To be done: Report, copied in full, every line of the material below that contains the string "beige". Case counts.

Material:

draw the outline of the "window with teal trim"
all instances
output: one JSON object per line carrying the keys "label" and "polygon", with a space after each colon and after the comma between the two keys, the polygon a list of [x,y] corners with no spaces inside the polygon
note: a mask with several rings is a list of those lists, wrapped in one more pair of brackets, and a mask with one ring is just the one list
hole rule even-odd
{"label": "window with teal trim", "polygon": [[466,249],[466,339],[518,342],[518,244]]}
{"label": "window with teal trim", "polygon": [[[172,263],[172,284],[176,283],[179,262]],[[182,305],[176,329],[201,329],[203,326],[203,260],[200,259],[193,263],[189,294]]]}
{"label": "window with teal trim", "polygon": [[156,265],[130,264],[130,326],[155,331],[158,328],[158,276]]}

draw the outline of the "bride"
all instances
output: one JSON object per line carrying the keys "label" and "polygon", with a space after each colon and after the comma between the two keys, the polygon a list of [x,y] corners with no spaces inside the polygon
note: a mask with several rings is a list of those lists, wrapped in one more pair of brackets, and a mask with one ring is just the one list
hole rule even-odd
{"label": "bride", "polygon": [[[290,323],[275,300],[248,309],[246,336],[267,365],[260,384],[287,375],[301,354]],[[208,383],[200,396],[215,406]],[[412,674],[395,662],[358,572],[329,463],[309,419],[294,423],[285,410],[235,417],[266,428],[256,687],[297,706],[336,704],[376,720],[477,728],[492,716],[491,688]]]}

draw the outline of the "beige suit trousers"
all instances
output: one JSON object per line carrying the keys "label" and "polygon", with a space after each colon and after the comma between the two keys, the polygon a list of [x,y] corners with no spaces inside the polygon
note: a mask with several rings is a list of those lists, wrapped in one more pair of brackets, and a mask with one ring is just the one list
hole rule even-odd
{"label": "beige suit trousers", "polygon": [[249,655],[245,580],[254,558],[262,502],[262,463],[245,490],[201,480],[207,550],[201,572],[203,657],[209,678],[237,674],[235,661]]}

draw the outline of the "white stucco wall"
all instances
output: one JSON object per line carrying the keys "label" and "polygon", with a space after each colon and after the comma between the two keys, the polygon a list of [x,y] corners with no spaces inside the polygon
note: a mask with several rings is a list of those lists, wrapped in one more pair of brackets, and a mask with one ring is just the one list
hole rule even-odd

---

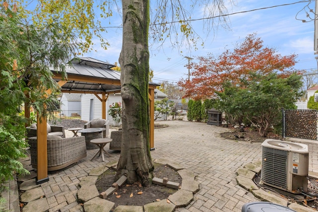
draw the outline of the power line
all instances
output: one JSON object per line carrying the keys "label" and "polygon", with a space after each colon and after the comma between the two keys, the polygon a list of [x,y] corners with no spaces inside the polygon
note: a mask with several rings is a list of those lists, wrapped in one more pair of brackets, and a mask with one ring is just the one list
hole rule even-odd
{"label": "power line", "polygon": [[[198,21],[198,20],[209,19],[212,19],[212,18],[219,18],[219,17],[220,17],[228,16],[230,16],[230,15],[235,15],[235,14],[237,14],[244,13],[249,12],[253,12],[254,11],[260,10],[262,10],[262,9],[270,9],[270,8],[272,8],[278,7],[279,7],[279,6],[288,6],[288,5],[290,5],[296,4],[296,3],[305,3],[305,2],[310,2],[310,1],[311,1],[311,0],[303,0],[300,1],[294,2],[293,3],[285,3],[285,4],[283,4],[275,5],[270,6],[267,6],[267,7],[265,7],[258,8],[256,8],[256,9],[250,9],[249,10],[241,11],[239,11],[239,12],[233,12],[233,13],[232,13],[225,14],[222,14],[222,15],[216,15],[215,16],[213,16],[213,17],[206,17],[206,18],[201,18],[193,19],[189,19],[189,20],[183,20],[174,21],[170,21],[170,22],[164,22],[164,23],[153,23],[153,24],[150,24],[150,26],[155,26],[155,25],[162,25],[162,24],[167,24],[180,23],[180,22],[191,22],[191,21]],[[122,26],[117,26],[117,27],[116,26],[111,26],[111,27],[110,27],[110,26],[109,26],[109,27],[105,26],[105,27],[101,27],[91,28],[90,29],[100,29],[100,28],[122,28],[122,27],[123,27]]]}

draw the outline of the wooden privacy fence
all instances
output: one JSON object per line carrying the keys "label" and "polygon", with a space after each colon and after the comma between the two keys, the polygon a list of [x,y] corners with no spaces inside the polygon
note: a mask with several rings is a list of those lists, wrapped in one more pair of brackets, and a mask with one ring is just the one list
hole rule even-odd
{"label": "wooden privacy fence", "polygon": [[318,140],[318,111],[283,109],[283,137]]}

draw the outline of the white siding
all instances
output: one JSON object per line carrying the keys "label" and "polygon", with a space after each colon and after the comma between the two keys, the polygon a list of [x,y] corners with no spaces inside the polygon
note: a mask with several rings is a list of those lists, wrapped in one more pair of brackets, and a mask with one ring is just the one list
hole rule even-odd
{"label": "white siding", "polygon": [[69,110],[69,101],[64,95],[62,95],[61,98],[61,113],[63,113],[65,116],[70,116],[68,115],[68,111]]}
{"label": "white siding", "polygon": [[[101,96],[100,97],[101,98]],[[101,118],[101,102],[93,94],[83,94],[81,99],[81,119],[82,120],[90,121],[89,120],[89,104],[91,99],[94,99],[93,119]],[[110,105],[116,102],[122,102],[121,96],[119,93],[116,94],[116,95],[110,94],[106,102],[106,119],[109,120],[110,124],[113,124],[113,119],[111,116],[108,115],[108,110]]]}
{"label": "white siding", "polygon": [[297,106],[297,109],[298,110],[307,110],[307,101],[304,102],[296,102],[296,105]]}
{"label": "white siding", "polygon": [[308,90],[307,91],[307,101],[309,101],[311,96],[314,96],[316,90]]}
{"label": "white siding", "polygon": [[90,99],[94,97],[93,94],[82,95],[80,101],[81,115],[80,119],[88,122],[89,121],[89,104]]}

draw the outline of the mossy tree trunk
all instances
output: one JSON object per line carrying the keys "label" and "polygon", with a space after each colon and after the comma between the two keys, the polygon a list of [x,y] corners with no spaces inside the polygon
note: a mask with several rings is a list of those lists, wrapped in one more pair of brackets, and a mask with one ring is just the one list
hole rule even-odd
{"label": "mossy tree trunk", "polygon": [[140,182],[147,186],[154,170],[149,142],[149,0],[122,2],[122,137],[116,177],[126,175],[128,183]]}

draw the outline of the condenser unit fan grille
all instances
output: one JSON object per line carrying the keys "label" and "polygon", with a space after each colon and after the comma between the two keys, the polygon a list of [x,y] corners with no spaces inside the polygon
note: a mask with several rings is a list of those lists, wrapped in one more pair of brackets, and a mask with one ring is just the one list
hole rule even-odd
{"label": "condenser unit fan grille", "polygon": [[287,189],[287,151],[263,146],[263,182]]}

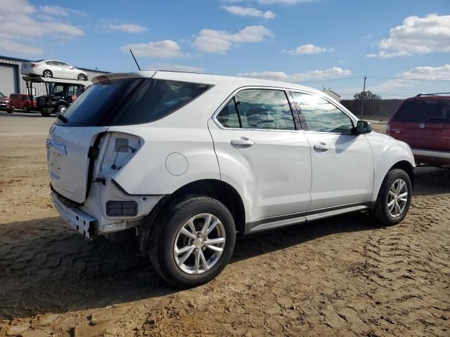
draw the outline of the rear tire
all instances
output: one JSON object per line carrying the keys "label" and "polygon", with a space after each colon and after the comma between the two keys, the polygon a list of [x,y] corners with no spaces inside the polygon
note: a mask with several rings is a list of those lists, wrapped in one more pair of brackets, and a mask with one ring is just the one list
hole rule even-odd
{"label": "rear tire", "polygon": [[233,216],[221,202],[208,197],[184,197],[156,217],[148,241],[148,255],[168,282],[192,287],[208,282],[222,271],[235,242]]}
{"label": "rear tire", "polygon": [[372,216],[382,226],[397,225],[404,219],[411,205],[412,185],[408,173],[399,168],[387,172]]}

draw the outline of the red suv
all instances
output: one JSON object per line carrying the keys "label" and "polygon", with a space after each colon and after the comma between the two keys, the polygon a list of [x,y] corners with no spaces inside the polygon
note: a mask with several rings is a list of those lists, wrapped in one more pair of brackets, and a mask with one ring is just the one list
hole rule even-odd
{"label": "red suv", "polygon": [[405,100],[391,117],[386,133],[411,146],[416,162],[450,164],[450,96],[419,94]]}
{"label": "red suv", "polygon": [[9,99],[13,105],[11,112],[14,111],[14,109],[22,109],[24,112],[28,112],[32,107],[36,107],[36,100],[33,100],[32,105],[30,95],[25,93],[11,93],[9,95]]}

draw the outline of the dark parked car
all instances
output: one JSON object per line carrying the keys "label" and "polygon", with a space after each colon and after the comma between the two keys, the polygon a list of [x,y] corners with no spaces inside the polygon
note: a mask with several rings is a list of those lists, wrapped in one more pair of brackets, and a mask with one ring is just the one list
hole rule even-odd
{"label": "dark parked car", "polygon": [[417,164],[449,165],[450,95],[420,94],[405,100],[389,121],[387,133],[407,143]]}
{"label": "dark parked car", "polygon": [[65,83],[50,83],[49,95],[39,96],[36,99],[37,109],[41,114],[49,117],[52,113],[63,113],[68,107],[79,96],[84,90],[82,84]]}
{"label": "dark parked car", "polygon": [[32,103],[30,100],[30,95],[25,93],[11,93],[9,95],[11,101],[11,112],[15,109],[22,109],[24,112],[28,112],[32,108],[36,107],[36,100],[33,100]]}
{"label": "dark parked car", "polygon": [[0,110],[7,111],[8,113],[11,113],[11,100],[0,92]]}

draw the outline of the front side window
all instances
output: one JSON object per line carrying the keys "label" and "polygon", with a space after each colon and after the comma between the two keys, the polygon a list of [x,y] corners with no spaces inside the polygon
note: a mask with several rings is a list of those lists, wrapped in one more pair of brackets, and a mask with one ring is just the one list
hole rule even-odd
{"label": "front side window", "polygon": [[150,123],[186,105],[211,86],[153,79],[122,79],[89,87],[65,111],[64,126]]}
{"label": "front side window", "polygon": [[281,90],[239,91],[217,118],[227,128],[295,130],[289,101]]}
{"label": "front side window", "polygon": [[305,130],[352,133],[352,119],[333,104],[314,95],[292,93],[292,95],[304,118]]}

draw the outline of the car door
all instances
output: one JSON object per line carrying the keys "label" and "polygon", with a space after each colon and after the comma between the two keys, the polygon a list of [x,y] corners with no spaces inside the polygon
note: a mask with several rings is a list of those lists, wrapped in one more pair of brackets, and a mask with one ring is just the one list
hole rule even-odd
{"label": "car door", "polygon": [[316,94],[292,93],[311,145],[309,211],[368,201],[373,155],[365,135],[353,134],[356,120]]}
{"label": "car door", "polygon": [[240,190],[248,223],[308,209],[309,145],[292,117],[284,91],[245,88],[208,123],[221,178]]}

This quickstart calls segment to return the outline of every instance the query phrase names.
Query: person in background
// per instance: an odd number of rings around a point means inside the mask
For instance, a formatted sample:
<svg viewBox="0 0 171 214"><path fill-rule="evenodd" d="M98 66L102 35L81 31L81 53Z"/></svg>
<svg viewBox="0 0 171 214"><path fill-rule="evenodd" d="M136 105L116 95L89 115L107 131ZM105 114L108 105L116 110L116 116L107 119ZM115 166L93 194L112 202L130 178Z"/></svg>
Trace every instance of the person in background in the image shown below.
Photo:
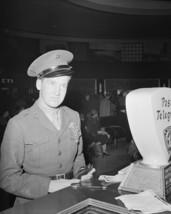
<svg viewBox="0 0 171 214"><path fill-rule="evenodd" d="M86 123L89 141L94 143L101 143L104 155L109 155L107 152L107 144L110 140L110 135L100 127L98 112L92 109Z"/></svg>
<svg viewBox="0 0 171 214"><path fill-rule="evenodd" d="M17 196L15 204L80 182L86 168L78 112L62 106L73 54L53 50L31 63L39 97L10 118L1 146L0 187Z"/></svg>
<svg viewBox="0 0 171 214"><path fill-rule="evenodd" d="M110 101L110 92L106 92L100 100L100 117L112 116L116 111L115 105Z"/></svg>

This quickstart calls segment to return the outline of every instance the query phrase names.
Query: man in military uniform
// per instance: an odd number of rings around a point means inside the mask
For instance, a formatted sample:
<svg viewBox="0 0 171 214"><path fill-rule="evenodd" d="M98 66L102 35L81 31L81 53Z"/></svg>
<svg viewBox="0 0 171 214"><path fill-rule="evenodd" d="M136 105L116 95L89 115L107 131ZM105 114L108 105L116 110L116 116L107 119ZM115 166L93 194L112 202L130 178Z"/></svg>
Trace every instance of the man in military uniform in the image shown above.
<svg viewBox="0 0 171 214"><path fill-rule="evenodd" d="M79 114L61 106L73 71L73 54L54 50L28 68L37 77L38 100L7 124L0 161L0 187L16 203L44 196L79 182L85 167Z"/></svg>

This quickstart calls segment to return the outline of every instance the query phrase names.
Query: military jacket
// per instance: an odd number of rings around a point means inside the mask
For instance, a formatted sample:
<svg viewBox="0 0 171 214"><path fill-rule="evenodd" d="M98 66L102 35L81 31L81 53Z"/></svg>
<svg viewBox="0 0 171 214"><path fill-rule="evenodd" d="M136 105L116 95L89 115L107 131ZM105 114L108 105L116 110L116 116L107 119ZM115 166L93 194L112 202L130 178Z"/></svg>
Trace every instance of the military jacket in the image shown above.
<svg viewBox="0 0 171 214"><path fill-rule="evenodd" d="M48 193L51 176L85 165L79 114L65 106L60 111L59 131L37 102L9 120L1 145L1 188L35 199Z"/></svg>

Result of this task:
draw the outline of the "beige suit trousers"
{"label": "beige suit trousers", "polygon": [[249,655],[245,580],[254,558],[262,502],[262,463],[245,490],[201,480],[207,550],[201,572],[203,657],[209,678],[237,674],[235,661]]}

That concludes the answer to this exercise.